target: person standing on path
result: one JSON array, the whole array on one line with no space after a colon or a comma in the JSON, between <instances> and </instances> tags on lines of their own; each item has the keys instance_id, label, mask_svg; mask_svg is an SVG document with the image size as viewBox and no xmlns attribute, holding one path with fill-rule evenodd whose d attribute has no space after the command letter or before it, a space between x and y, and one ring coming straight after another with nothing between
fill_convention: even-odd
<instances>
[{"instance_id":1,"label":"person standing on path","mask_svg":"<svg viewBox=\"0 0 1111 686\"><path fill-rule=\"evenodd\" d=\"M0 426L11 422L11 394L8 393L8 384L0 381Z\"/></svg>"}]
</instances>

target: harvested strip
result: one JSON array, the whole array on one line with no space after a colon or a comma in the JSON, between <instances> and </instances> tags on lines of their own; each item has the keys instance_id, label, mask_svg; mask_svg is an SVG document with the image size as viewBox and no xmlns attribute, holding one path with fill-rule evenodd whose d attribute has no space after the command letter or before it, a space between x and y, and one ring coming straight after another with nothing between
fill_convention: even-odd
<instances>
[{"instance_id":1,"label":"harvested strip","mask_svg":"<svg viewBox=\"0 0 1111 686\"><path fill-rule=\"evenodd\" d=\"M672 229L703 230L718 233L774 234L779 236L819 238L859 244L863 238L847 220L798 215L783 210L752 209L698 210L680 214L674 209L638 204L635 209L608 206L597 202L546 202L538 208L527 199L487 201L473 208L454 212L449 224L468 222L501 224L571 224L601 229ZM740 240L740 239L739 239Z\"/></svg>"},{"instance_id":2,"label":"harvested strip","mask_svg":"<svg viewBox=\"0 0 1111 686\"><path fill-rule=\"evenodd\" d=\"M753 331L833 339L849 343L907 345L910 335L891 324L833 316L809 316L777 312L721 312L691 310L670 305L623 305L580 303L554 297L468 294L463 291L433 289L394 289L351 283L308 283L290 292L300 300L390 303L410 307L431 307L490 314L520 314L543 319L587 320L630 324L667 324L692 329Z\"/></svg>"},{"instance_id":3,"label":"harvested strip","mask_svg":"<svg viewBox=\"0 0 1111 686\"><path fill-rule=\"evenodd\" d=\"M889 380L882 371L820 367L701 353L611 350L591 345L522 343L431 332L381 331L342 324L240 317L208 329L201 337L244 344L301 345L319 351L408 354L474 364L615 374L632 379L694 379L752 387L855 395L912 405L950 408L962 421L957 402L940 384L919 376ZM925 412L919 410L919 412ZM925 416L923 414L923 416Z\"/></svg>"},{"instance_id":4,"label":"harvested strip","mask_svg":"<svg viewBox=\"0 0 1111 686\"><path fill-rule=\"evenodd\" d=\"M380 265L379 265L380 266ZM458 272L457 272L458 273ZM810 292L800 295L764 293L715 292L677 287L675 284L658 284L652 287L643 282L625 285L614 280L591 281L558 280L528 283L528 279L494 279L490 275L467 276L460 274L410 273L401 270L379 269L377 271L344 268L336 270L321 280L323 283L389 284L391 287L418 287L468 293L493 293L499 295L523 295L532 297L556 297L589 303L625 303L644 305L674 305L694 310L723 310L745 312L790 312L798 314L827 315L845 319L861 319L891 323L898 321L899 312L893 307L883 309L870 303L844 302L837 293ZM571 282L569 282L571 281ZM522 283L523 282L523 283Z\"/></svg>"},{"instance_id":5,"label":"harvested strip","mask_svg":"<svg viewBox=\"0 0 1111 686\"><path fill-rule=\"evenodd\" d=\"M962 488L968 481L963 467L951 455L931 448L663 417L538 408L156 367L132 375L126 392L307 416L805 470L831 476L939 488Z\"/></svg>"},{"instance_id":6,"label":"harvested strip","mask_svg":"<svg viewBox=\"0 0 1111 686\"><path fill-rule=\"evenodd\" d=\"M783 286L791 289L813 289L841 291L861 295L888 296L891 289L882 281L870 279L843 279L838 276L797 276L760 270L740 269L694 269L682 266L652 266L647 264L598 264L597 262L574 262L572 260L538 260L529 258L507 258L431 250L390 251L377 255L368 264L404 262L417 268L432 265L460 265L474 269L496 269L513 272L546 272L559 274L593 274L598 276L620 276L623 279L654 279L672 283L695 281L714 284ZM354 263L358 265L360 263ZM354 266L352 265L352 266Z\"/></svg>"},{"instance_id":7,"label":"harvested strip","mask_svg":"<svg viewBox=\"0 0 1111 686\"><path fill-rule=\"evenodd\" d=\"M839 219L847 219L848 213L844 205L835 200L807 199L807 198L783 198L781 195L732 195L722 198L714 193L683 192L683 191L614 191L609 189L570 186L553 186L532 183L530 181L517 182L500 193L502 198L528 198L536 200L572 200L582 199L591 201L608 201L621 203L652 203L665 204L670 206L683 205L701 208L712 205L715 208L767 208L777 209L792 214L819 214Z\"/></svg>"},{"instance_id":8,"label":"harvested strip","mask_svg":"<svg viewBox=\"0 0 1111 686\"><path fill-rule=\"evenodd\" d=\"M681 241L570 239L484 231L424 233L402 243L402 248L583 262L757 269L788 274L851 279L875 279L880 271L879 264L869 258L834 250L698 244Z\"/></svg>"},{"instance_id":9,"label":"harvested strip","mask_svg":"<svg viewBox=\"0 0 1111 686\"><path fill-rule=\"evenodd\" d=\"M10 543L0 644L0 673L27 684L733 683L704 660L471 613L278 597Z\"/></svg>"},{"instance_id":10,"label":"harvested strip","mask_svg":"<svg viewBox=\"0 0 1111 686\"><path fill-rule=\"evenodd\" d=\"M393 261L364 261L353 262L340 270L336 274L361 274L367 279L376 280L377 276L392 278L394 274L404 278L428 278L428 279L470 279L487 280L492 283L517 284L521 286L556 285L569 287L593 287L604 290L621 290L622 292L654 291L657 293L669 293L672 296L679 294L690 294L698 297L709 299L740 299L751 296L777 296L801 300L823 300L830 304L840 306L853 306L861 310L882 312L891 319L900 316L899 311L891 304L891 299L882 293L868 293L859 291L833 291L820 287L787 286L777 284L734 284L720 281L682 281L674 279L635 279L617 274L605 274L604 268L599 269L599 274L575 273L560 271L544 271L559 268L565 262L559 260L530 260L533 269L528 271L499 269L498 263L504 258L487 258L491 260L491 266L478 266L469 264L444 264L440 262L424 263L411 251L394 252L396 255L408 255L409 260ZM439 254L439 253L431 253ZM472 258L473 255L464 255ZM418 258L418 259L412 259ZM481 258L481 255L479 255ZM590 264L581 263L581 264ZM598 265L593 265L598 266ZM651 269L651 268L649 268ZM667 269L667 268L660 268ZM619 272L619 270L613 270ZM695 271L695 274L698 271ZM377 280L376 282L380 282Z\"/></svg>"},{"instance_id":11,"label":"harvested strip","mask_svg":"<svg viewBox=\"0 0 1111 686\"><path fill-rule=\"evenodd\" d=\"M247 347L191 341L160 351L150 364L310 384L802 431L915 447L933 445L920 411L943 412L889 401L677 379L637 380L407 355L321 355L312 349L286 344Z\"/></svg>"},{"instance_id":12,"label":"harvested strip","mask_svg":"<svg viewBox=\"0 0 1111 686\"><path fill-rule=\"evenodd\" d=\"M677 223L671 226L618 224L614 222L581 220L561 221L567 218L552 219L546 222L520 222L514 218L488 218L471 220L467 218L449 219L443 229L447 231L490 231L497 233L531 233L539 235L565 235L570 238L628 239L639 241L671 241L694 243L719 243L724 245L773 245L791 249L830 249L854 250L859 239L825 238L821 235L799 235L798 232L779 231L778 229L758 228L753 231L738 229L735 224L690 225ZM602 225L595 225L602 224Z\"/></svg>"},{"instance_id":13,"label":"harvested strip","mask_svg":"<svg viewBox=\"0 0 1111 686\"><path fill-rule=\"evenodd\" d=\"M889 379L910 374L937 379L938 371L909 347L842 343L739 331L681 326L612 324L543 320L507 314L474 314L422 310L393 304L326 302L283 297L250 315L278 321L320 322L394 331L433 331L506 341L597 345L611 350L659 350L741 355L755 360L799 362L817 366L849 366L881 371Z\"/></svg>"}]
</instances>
===
OBJECTIVE: Count the lines of the records that contain the string "standing", matching case exactly, and reply with only that number.

FINAL RESULT: 2